→ **DOCUMENT SECTION**
HOME | NEW | ABOUT PASSAGE | PRODUCTS AND SERVICES | TRAINING | PUBLICATIONS | SGML INFO | FEEDBACK


Improving the Quality of SGML Documents

Bernd Nordhausen, Passage Systems

Introduction

Usually OmniMark programmers use context translation for converting non-SGML source into SGML. In this paper, we show how to exploit the power of context translation by transforming SGML documents into SGML of higher quality.

This is useful, as it is far easier to achieve an non-SGML to SGML translation in a series of steps rather than all at once. By using a series of translation programs, the programmer can not only divide the task into smaller ones, but also use a variety tools that might be better suited for the individual task. For example, the first step might convert the non-SGML source into SGML purely based on the structure available in the source document. A second step can then focus on conversion based on content. Another step might achieve any graphics conversion necessary by converting graphics file entities.

[Point-based annotation data]
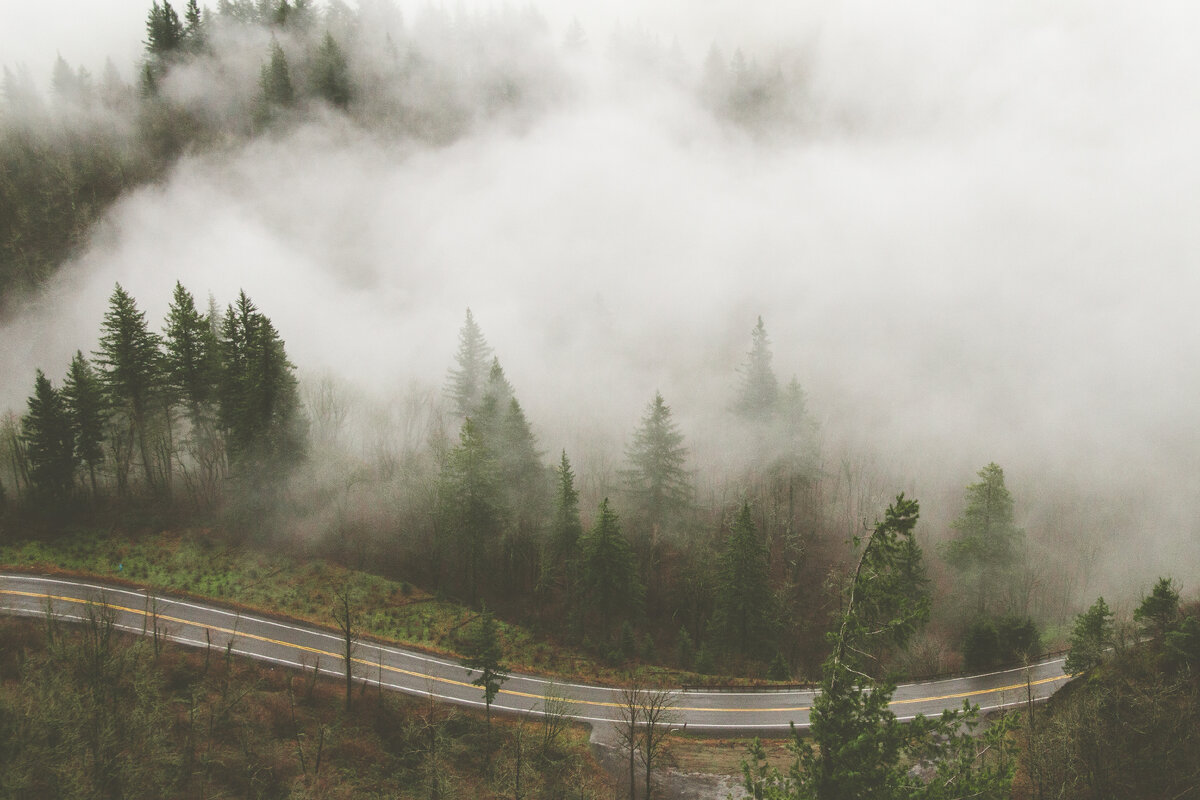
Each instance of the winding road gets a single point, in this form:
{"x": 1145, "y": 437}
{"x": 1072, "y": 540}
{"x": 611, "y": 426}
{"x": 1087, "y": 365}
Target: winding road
{"x": 307, "y": 647}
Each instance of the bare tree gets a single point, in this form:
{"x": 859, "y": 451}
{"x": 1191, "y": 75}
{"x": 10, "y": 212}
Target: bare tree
{"x": 427, "y": 728}
{"x": 556, "y": 714}
{"x": 346, "y": 615}
{"x": 629, "y": 716}
{"x": 657, "y": 708}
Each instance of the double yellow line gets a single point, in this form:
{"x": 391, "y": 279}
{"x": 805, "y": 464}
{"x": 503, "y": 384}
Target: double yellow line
{"x": 450, "y": 681}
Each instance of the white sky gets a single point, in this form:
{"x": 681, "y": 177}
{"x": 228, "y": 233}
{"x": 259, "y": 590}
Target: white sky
{"x": 993, "y": 253}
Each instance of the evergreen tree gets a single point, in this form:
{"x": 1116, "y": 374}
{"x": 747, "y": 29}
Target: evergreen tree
{"x": 567, "y": 529}
{"x": 46, "y": 429}
{"x": 744, "y": 603}
{"x": 987, "y": 547}
{"x": 472, "y": 507}
{"x": 191, "y": 362}
{"x": 129, "y": 362}
{"x": 259, "y": 404}
{"x": 485, "y": 654}
{"x": 275, "y": 83}
{"x": 607, "y": 571}
{"x": 1159, "y": 609}
{"x": 760, "y": 388}
{"x": 195, "y": 36}
{"x": 525, "y": 495}
{"x": 330, "y": 73}
{"x": 466, "y": 383}
{"x": 165, "y": 32}
{"x": 84, "y": 397}
{"x": 858, "y": 747}
{"x": 1090, "y": 638}
{"x": 281, "y": 13}
{"x": 657, "y": 480}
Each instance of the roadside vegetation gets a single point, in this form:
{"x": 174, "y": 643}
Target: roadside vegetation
{"x": 202, "y": 565}
{"x": 87, "y": 711}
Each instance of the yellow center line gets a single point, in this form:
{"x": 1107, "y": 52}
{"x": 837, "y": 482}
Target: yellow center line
{"x": 450, "y": 681}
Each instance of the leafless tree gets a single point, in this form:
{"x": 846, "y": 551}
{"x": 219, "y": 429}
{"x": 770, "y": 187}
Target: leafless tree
{"x": 658, "y": 713}
{"x": 346, "y": 615}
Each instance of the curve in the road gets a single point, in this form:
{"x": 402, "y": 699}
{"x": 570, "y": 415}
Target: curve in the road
{"x": 306, "y": 647}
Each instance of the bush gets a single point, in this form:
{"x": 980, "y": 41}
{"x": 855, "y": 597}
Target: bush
{"x": 1005, "y": 642}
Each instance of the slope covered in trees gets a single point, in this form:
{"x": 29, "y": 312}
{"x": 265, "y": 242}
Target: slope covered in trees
{"x": 66, "y": 158}
{"x": 208, "y": 411}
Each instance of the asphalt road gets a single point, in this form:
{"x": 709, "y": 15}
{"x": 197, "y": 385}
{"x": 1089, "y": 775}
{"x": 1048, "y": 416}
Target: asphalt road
{"x": 303, "y": 645}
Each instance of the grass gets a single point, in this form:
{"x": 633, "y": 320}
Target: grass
{"x": 202, "y": 565}
{"x": 181, "y": 726}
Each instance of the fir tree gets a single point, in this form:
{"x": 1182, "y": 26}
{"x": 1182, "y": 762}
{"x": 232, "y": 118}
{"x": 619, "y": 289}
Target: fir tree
{"x": 165, "y": 32}
{"x": 607, "y": 571}
{"x": 858, "y": 747}
{"x": 1090, "y": 638}
{"x": 466, "y": 383}
{"x": 744, "y": 603}
{"x": 485, "y": 655}
{"x": 472, "y": 511}
{"x": 195, "y": 36}
{"x": 987, "y": 547}
{"x": 330, "y": 73}
{"x": 657, "y": 480}
{"x": 129, "y": 362}
{"x": 567, "y": 529}
{"x": 1159, "y": 609}
{"x": 84, "y": 400}
{"x": 191, "y": 361}
{"x": 46, "y": 429}
{"x": 275, "y": 83}
{"x": 760, "y": 388}
{"x": 259, "y": 404}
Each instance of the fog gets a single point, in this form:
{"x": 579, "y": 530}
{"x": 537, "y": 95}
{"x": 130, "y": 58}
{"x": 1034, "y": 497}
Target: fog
{"x": 978, "y": 244}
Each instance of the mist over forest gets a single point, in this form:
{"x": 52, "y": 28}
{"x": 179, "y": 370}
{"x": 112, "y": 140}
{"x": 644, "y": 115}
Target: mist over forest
{"x": 969, "y": 233}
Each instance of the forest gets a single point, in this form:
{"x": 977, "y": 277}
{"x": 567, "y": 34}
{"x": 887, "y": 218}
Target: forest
{"x": 726, "y": 543}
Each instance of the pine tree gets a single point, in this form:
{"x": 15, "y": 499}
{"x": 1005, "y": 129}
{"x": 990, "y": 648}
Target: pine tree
{"x": 129, "y": 362}
{"x": 259, "y": 403}
{"x": 485, "y": 654}
{"x": 1159, "y": 609}
{"x": 195, "y": 37}
{"x": 607, "y": 571}
{"x": 858, "y": 747}
{"x": 46, "y": 429}
{"x": 191, "y": 361}
{"x": 744, "y": 603}
{"x": 165, "y": 32}
{"x": 275, "y": 83}
{"x": 84, "y": 397}
{"x": 472, "y": 507}
{"x": 466, "y": 383}
{"x": 567, "y": 529}
{"x": 1090, "y": 638}
{"x": 330, "y": 73}
{"x": 760, "y": 388}
{"x": 657, "y": 480}
{"x": 987, "y": 547}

→ **INSTRUCTIONS**
1. Reproduce a passage from the SGML article word for word, beginning at the words "Usually OmniMark programmers" and ending after "of higher quality.".
2. Recast the paragraph of the SGML article that begins "This is useful, as it is far easier" as a short bulleted list that keeps its main points.
3. List the translation steps that the SGML article's example describes.
The lines have no connection to the SGML article.

→ **THE ANSWERS**
1.
Usually OmniMark programmers use context translation for converting non-SGML source into SGML. In this paper, we show how to exploit the power of context translation by transforming SGML documents into SGML of higher quality.

2.
- Translating non-SGML into SGML is easier in a series of steps than all at once.
- Using several translation programs lets the programmer split the task into smaller ones and use tools better suited to each.
- A first step might convert the source into SGML based only on its structure.
- A second step might convert based on content.
- Another step might handle any needed graphics conversion by converting graphics file entities.

3.
- Converting the non-SGML source into SGML based purely on the structure available in the source document
- Conversion based on content
- Graphics conversion by converting graphics file entities